▶ [Work task]: Find the string "below" in the entries and copy each line that has it.

▶ [Supplied records]:

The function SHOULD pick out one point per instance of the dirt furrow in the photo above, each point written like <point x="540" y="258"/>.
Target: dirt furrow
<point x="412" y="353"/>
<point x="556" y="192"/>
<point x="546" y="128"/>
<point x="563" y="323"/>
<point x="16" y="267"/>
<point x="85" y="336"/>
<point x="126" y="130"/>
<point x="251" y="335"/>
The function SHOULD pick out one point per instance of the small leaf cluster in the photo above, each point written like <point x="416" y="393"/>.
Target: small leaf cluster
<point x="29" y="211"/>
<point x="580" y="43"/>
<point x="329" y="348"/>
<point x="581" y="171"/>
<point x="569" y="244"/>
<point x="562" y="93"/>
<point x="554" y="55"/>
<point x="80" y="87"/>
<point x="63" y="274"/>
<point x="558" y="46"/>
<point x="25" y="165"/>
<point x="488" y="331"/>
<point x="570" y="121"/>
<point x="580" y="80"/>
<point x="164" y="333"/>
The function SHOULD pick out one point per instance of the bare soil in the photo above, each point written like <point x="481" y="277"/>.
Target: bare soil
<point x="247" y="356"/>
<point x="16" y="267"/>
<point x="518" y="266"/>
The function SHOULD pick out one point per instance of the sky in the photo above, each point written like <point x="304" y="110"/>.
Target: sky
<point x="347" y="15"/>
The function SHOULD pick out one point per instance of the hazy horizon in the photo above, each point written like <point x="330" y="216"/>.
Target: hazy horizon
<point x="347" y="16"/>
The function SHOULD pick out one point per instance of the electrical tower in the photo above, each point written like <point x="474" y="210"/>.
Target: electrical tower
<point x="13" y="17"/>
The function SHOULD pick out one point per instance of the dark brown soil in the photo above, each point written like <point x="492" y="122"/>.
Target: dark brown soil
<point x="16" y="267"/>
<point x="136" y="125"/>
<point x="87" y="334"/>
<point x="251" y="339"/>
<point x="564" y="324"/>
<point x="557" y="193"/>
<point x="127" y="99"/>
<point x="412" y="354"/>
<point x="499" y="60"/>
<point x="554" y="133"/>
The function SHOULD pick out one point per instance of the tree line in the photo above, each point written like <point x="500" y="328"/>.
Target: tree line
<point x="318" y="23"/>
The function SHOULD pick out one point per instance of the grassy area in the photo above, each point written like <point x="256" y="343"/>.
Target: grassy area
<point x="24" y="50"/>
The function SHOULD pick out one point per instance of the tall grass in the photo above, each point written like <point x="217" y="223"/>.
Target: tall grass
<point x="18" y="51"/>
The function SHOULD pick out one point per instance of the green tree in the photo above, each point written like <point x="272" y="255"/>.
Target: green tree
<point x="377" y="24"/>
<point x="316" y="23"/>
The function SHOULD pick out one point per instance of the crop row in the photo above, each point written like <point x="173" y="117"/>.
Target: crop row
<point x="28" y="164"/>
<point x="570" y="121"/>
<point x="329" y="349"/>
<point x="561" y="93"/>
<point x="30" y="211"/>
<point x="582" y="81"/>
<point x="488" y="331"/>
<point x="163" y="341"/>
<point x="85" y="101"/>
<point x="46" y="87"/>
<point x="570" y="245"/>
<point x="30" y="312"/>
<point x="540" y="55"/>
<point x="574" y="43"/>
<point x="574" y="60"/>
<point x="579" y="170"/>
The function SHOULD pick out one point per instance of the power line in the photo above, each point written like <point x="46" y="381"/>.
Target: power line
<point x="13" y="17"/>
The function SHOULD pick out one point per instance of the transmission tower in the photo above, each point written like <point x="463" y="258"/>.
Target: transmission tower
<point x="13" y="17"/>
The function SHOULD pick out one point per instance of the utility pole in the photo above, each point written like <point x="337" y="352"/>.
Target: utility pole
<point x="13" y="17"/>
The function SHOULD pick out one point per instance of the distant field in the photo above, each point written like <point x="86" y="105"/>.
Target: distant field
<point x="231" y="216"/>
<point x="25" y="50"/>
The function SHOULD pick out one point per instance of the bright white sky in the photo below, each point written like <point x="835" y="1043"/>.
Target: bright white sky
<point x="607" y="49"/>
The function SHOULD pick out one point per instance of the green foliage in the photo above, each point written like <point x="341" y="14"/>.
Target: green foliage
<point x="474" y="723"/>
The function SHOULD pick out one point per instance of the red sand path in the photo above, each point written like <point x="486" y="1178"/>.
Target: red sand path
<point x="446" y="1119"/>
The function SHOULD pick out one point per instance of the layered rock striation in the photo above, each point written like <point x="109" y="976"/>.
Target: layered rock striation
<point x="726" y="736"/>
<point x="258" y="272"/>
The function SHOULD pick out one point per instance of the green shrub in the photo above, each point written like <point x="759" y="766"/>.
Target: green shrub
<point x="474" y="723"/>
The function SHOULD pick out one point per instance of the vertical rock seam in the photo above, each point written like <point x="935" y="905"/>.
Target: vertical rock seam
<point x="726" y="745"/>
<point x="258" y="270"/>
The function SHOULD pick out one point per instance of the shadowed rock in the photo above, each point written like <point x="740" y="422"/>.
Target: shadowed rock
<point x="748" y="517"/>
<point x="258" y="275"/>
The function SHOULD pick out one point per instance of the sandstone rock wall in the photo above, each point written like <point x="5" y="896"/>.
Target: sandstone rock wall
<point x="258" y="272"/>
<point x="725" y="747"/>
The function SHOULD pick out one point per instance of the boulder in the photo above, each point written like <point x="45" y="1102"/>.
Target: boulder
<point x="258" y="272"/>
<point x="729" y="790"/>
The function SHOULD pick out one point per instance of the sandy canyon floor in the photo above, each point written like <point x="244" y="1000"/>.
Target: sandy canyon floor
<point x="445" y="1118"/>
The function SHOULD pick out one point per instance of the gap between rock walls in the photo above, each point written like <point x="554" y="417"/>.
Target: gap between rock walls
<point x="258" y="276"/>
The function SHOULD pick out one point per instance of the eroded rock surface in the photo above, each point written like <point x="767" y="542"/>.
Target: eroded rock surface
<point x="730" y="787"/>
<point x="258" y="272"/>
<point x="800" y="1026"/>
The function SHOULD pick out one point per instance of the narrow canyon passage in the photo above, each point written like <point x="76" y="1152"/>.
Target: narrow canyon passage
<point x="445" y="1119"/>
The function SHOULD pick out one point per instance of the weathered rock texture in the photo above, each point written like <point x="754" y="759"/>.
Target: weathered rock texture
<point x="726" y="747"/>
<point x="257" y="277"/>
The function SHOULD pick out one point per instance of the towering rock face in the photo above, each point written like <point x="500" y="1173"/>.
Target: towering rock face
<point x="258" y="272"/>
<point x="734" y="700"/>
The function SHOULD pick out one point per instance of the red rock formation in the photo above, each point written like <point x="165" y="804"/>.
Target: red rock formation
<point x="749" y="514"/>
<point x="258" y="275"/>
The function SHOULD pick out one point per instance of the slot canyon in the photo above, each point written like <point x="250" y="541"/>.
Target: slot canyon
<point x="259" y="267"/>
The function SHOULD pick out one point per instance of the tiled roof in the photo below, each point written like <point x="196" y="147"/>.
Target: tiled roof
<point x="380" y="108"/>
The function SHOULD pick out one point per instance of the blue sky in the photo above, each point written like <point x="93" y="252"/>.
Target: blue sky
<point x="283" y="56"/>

▶ [Response to the task]:
The function SHOULD pick out one point per instance of the bright white sky in the photo below, each point written like <point x="835" y="1043"/>.
The function SHOULD pick out one point per instance of the tiled roof in the photo below, each point written like <point x="196" y="147"/>.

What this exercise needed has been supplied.